---------- AVAILABLE DATA

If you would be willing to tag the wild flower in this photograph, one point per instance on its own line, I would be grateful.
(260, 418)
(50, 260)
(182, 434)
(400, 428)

--------------------

WORK TO COMPLETE = Could you reproduce all the records exactly?

SOLUTION TO THIS TASK =
If you would be willing to tag the wild flower in this photograph, one point per instance on its own line, I would be grateful.
(260, 418)
(50, 260)
(182, 434)
(400, 428)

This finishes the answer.